RECORD EXCERPTS
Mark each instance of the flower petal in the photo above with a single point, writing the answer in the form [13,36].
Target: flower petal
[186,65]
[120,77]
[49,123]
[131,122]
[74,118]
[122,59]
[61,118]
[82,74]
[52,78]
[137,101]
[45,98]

EXERCISE
Reproduce each entry from the records above, character for character.

IN RESPONSE
Mark each instance of the flower petal in the photo above with a single point, writing the answer in the form [13,36].
Target: flower petal
[186,65]
[120,77]
[49,123]
[131,122]
[74,118]
[122,59]
[61,118]
[82,74]
[52,78]
[137,101]
[45,98]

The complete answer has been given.